READING PASSAGE:
— BEGIN —

# dust collector vent



## raskgle (Dec 10, 2007)

Need help with outside vent for dust collector. 3hp power matic need to vent to outside 1900 cfpm what size and something that open from air flow and close when off. Collector is in small room with 2 20 by 20 filters and still have a lot of dust. any help or sugestion. Thanks 
Carl.


----------



## dbhost (Jan 28, 2008)

Have you looked into building a Cyclonic separator? Take a look at Phil Thien's design http://www.cgallery.com/jpthien/cy.htm


----------



## Handyman (Jan 2, 2008)

raskgle said:


> Need help with outside vent for dust collector. 3hp power matic need to vent to outside 1900 cfpm what size and something that open from air flow and close when off. Collector is in small room with 2 20 by 20 filters and still have a lot of dust. any help or sugestion. Thanks
> Carl.



Have you thought of using a dryer vent on the outside of the wall like the ones on most houses today. It has a trap door and are pretty cheep to buy.

— END —

Some records:
— BEGIN —

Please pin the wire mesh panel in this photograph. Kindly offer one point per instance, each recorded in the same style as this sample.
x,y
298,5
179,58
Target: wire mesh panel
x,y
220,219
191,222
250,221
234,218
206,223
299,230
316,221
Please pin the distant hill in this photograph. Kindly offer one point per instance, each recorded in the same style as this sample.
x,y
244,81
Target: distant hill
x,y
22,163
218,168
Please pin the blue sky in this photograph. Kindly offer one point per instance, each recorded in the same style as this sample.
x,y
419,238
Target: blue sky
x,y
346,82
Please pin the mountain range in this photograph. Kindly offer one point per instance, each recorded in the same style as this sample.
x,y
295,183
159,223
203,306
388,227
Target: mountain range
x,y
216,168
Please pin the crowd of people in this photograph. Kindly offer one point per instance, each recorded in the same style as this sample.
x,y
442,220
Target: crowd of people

— END —

WHAT TO DO:
a - Print the part of the dust collector vent thread from "## Handyman (Jan" up to and including "cheep to buy.".
b - Answer these questions using the dust collector vent thread:
(i) What horsepower is the dust collector Carl wants to vent outside?
(ii) Whose cyclonic separator design does dbhost point to?
(iii) According to Handyman, what does a dryer vent have?
c - Tell whether each statement agrees with the dust collector vent thread, and back each answer with words quoted from it:
(i) Carl's collector sits in a room with two 20 by 20 filters.
(ii) Handyman says dryer vents cost a lot to buy.
(iii) dbhost suggests building a cyclonic separator.

THE RESPONSES:
a -
## Handyman (Jan 2, 2008)

raskgle said:


> Need help with outside vent for dust collector. 3hp power matic need to vent to outside 1900 cfpm what size and something that open from air flow and close when off. Collector is in small room with 2 20 by 20 filters and still have a lot of dust. any help or sugestion. Thanks
> Carl.



Have you thought of using a dryer vent on the outside of the wall like the ones on most houses today. It has a trap door and are pretty cheep to buy.

b -
(i) 3hp
(ii) Phil Thien's
(iii) A trap door

c -
(i) Yes: "Collector is in small room with 2 20 by 20 filters"
(ii) No: "are pretty cheep to buy"
(iii) Yes: "Have you looked into building a Cyclonic separator?"